* [YOUR ASSIGNMENT]:
Work through the data below and copy out every line where "green" is found.

* [DATA TO USE]:
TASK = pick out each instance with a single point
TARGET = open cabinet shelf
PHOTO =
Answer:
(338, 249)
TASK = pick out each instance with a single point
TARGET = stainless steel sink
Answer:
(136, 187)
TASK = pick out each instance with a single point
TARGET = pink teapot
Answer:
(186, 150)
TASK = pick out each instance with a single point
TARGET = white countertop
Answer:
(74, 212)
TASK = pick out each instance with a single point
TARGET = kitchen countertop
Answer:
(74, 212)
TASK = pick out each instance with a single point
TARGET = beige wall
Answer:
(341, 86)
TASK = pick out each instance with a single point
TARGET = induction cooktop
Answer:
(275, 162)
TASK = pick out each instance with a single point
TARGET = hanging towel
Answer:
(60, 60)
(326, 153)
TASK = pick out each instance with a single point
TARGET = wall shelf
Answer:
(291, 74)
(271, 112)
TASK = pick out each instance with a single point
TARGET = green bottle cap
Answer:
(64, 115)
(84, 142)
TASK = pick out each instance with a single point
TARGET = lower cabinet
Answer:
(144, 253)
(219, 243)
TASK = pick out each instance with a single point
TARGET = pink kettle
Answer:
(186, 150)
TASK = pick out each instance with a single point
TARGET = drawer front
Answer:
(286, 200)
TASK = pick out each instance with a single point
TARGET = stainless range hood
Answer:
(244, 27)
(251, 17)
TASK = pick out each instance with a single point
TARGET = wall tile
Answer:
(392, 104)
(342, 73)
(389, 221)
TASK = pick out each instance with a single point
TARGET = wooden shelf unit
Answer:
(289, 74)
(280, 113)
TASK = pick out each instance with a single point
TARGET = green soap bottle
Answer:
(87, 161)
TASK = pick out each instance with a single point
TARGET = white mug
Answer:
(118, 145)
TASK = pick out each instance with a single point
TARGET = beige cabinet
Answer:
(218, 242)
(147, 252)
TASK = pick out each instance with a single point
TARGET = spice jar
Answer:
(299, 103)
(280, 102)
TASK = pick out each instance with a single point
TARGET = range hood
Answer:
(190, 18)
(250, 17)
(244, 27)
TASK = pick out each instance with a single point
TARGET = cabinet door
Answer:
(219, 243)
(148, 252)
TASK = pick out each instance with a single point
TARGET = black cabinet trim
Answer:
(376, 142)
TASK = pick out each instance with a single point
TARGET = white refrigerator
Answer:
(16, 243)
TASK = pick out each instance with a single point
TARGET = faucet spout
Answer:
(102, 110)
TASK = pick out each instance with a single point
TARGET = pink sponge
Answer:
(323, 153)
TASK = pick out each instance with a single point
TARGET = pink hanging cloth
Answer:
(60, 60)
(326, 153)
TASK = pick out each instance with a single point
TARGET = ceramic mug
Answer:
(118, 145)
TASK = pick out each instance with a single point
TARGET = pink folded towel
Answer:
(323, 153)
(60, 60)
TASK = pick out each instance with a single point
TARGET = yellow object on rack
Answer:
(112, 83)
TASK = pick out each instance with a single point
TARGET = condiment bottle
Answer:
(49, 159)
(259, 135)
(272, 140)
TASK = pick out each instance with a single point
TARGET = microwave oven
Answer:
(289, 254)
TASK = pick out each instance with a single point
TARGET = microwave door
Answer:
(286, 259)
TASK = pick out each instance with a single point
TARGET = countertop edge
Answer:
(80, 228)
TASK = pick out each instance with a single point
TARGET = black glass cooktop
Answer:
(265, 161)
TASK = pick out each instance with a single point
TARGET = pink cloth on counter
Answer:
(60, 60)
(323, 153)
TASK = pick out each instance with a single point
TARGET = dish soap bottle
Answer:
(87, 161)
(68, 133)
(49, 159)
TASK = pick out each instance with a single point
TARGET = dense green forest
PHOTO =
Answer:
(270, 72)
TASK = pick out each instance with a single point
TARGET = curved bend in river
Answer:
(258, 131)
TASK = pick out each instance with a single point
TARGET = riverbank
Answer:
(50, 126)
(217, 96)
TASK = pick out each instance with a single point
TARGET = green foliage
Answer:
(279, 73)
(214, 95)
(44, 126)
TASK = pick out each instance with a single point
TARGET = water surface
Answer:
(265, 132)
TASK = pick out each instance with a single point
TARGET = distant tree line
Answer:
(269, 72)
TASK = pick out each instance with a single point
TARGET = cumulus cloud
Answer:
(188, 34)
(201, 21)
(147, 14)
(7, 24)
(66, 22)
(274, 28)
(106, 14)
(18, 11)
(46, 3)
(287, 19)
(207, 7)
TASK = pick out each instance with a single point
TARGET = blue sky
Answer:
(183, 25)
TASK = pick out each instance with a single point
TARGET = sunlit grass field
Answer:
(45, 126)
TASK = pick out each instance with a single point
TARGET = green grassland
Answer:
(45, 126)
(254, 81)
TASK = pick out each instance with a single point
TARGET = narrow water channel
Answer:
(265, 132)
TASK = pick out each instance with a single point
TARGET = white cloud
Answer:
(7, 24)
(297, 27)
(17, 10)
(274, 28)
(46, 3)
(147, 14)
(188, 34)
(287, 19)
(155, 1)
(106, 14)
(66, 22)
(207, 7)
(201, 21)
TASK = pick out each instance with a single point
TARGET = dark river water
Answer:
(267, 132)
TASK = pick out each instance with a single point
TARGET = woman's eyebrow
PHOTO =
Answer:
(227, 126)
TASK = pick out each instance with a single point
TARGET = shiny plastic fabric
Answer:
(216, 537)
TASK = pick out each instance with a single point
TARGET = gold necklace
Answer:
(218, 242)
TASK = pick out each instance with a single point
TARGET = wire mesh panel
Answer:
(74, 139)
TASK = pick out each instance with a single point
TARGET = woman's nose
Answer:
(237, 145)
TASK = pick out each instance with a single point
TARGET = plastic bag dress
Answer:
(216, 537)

* [EXERCISE RESULT]:
TARGET = green bottle cap
TARGET = green soap bottle
TARGET = dense green forest
TARGET = green foliage
TARGET = green grassland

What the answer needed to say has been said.